[Begin Entries]

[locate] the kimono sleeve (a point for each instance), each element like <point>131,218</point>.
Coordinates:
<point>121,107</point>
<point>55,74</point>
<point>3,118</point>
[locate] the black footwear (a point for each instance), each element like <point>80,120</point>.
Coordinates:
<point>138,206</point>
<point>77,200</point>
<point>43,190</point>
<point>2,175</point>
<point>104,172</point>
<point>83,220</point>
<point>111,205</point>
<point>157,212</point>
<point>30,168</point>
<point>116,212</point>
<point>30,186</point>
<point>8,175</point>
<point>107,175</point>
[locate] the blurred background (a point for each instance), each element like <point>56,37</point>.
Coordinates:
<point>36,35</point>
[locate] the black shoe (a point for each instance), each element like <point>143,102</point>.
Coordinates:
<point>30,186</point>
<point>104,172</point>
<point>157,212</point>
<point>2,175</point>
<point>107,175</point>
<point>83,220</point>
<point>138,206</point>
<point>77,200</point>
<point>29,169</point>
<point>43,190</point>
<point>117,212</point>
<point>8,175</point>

[End Entries]
[Begin Entries]

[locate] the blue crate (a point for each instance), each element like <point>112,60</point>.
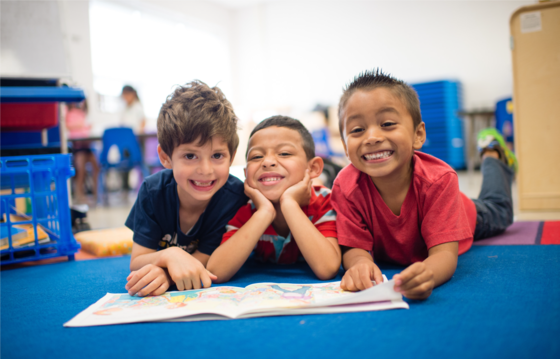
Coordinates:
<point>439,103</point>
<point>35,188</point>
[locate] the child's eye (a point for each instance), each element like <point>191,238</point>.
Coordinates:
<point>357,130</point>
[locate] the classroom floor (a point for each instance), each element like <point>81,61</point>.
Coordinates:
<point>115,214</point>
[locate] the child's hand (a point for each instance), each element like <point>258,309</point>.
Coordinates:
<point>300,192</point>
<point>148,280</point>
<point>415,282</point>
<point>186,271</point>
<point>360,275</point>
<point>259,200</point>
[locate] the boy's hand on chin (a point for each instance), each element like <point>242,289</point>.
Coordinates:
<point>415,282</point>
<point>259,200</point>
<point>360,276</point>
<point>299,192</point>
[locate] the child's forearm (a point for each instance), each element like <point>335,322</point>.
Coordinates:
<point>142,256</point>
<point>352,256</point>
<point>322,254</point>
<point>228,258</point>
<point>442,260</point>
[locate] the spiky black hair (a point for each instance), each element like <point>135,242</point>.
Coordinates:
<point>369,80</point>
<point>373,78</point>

[End Entries]
[Begin Entries]

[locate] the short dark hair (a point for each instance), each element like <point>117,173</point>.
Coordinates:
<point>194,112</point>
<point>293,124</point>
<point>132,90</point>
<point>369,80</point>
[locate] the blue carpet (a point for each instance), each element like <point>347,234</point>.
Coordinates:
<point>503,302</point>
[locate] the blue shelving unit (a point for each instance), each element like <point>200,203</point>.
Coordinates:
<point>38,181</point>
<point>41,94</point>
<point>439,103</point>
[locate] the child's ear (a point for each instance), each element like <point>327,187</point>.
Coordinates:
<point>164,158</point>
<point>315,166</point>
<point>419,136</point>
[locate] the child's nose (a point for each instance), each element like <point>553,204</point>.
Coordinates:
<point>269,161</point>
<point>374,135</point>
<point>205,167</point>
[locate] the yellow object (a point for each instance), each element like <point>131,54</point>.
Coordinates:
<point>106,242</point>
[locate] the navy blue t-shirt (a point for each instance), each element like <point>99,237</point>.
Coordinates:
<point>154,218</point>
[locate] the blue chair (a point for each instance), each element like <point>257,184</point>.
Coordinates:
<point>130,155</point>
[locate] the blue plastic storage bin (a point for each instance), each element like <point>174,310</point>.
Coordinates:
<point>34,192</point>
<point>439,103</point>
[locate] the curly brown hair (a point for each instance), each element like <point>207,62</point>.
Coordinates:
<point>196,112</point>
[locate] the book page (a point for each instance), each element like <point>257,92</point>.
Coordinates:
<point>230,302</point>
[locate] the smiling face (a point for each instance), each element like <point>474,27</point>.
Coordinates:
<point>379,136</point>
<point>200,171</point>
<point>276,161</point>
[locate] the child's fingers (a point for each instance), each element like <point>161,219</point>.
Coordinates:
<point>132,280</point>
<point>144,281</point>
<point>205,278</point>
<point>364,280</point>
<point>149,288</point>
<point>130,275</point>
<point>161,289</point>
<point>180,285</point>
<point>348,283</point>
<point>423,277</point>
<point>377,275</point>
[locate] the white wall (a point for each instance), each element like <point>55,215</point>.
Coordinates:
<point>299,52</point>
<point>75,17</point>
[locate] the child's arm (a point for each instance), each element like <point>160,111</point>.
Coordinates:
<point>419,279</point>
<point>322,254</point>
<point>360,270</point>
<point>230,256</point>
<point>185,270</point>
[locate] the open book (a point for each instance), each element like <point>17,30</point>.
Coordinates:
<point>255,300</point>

[End Entries]

Problem -
Gather every line in the entries above that contains the word "hand", and copy each one out.

Complete answer -
[locate] the child's hand (a point for each instance), each element like <point>258,309</point>.
[locate] the boy's hand on chin (a point for each instance), each element like <point>242,289</point>.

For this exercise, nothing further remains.